▸ Required work:
Copy each record below faithfully, leaving out images.

[Referring expression data]
======

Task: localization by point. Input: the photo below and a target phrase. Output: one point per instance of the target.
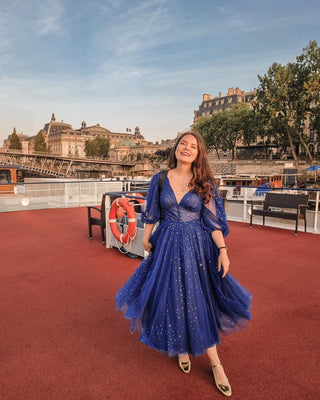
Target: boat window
(5, 177)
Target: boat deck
(61, 337)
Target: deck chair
(99, 219)
(223, 195)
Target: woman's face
(187, 149)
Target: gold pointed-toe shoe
(185, 366)
(224, 389)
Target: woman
(181, 296)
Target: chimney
(206, 97)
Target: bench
(282, 205)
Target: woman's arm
(223, 259)
(148, 228)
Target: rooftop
(62, 338)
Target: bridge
(63, 167)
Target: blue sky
(146, 63)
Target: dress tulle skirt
(176, 297)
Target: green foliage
(40, 143)
(287, 94)
(222, 130)
(97, 147)
(14, 141)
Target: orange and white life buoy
(141, 201)
(129, 235)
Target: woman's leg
(217, 368)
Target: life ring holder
(137, 199)
(130, 234)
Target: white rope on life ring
(130, 234)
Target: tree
(14, 141)
(222, 130)
(40, 143)
(97, 147)
(287, 94)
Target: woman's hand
(147, 246)
(146, 236)
(224, 261)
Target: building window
(312, 135)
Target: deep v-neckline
(174, 195)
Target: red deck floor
(62, 339)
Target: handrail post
(245, 195)
(316, 213)
(107, 208)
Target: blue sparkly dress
(176, 297)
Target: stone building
(212, 105)
(65, 141)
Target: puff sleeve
(150, 212)
(214, 216)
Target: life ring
(141, 201)
(129, 235)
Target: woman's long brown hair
(203, 180)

======

▸ Exercise answer:
Task: localization by point. Input: the photo below and a target phrase. Output: one point per instance of the target.
Target: boat window
(5, 177)
Target: boat deck
(61, 337)
Target: deck chair
(99, 219)
(223, 195)
Target: woman's face
(187, 149)
Target: gold pointed-toe shoe
(185, 366)
(224, 389)
Target: woman
(181, 296)
Target: chimney
(206, 97)
Target: bench
(282, 205)
Target: woman's arm
(223, 259)
(148, 228)
Target: rooftop
(62, 338)
Target: bridge
(63, 167)
Target: blue sky
(146, 63)
Target: dress tulle skirt
(176, 297)
Target: green foliage
(40, 143)
(287, 94)
(222, 130)
(97, 147)
(14, 141)
Target: orange and white life buoy
(141, 201)
(129, 235)
Target: woman's leg
(217, 368)
Target: life ring holder
(137, 199)
(130, 234)
Target: white rope on life ring
(130, 234)
Target: tree
(14, 141)
(222, 130)
(40, 143)
(97, 147)
(287, 94)
Target: woman's hand
(147, 246)
(146, 236)
(224, 261)
Target: building window
(312, 135)
Target: deep v-neckline
(174, 195)
Target: red deck floor
(62, 339)
Target: handrail post
(245, 195)
(316, 213)
(107, 208)
Target: blue sparkly dress
(176, 297)
Target: stone building
(212, 105)
(65, 141)
Target: puff sleeve
(150, 212)
(214, 216)
Target: life ring
(141, 201)
(129, 235)
Target: woman's long brown hair
(203, 180)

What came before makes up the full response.